[Extracted data entries]
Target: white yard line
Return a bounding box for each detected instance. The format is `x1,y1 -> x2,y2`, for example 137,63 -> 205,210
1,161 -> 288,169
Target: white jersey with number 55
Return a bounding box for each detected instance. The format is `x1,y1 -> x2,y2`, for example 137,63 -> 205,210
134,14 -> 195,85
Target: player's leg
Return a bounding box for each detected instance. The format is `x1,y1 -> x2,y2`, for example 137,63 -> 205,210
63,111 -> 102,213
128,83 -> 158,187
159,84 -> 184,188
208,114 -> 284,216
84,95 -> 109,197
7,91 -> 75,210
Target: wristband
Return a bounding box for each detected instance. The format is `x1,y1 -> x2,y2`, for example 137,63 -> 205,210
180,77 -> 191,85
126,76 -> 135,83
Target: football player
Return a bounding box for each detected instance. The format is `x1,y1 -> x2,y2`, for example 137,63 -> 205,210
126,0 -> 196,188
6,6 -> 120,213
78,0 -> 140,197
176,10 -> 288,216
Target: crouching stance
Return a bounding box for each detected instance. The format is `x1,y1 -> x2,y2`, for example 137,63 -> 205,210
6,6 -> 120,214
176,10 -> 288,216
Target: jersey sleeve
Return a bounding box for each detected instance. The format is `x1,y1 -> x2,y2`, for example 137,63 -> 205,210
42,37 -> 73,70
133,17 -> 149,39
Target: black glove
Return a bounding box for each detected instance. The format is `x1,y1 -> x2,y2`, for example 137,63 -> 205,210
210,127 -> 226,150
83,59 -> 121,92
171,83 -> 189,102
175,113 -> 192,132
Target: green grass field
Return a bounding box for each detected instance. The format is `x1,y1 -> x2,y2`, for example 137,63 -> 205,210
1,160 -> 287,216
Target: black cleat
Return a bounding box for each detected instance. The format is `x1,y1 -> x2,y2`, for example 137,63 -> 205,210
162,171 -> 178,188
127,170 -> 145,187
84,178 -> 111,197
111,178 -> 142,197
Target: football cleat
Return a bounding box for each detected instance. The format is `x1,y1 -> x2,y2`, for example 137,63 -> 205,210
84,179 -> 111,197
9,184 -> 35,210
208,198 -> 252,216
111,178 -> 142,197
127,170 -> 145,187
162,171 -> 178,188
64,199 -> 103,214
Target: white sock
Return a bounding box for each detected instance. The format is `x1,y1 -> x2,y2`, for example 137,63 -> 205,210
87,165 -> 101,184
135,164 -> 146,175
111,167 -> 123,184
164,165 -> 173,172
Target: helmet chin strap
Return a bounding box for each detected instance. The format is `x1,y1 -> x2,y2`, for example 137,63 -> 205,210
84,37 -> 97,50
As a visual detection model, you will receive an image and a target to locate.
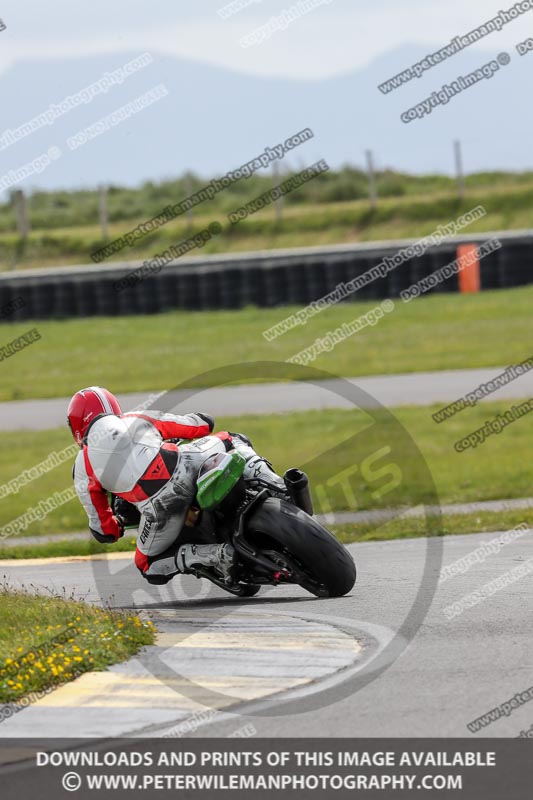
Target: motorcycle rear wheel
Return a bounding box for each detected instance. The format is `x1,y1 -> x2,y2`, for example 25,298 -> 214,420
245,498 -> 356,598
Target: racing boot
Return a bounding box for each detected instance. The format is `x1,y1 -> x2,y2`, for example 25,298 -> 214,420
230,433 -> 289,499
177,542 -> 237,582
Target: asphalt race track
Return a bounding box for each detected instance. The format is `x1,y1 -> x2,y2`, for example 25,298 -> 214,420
==
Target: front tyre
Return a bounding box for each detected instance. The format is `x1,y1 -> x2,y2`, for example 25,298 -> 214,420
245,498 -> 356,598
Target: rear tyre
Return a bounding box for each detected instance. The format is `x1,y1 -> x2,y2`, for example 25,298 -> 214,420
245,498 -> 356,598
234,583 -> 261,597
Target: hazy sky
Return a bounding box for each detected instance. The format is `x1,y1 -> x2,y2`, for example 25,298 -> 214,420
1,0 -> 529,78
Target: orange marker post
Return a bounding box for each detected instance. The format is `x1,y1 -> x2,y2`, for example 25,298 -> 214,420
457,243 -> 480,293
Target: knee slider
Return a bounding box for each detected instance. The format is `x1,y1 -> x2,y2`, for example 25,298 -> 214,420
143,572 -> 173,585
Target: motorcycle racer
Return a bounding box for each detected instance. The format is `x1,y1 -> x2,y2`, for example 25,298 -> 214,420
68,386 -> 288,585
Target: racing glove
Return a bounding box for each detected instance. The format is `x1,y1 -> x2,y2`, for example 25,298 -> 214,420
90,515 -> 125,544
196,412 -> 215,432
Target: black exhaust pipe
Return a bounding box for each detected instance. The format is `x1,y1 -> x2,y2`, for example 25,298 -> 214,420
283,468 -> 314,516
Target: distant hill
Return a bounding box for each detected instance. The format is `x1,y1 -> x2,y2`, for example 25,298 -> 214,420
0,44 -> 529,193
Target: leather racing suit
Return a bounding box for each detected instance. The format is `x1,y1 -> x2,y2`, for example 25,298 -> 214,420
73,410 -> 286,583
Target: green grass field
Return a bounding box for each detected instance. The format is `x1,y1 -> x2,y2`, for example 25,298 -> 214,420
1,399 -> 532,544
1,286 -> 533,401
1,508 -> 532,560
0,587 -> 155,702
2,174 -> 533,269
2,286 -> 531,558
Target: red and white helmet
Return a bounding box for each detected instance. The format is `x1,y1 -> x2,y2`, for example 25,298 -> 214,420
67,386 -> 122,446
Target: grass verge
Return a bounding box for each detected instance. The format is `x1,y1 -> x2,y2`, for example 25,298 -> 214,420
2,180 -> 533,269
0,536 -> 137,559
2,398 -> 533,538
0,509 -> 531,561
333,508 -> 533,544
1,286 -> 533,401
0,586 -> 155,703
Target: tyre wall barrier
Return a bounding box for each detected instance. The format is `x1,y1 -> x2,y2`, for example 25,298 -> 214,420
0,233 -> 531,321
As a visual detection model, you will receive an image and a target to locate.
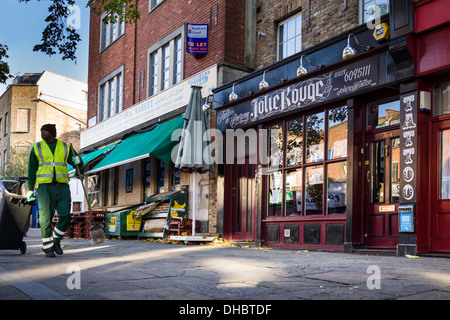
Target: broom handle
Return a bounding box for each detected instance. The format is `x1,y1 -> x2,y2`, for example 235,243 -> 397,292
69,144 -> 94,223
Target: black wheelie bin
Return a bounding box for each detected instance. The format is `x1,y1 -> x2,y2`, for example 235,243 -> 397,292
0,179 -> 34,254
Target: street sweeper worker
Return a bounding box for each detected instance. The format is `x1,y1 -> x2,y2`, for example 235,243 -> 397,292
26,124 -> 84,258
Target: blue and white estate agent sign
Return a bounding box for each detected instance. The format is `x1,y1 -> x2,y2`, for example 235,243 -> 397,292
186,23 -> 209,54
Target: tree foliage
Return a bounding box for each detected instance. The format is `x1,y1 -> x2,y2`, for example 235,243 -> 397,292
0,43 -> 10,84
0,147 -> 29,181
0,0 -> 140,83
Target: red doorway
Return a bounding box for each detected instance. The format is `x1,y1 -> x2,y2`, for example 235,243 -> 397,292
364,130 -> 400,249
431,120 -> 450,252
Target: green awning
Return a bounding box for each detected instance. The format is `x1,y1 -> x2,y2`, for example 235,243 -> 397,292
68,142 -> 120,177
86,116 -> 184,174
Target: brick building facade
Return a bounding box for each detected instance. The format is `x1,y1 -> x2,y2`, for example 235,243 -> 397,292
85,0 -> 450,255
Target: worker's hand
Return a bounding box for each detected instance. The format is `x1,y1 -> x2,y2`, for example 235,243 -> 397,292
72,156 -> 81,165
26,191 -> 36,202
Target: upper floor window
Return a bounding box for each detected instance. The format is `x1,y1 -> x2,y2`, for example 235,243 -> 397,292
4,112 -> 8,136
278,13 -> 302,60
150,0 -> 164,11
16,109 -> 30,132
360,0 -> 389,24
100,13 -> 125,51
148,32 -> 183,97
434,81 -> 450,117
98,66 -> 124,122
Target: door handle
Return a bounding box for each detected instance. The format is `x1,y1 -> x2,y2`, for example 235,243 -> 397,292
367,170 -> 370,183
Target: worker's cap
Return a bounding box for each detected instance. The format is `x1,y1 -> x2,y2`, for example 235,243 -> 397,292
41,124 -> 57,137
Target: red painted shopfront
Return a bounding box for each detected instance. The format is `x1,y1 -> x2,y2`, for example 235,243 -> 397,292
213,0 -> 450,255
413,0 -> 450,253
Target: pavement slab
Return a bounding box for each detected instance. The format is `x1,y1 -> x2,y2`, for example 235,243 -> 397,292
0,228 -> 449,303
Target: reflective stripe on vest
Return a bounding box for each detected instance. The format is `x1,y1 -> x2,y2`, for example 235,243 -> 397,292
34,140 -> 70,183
---
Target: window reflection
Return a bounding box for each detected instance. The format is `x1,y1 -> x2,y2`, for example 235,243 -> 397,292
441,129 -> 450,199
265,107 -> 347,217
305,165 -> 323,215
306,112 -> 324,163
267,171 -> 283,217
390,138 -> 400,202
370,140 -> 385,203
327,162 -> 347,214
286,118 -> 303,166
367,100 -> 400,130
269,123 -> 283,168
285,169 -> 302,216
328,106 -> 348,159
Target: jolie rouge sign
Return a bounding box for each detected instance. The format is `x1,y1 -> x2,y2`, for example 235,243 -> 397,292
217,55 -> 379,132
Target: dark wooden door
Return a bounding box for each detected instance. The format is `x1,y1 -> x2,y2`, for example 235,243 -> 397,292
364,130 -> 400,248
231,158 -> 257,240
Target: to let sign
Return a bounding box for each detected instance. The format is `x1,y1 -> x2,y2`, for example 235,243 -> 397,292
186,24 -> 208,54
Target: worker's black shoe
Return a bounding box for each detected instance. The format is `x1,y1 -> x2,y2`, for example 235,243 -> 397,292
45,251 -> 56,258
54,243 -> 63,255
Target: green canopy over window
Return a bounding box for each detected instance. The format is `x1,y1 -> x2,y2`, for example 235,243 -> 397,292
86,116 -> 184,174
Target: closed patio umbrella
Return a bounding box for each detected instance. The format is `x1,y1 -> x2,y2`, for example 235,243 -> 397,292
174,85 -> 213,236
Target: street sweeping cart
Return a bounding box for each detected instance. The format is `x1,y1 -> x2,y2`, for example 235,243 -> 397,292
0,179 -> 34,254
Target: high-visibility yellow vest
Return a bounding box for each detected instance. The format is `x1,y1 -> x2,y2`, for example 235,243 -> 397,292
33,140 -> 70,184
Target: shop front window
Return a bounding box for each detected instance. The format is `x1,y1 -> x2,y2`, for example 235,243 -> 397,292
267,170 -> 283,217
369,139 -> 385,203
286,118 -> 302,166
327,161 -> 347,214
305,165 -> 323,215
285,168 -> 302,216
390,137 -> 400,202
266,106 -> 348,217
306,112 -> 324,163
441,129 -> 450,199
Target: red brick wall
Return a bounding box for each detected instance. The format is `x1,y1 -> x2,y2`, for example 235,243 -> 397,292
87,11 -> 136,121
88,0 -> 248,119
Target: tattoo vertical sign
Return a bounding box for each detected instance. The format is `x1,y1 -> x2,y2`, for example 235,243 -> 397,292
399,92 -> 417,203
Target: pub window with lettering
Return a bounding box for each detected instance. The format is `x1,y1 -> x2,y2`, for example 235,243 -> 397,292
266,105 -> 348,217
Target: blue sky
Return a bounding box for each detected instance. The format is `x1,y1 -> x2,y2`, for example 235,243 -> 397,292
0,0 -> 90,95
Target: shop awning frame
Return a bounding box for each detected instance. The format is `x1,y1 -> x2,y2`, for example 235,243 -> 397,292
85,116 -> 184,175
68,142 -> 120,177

» **Action item**: Search the data above for the word "glove", then gather each line in which it appears.

» **Answer for the task**:
Target: black glove
Target: racing glove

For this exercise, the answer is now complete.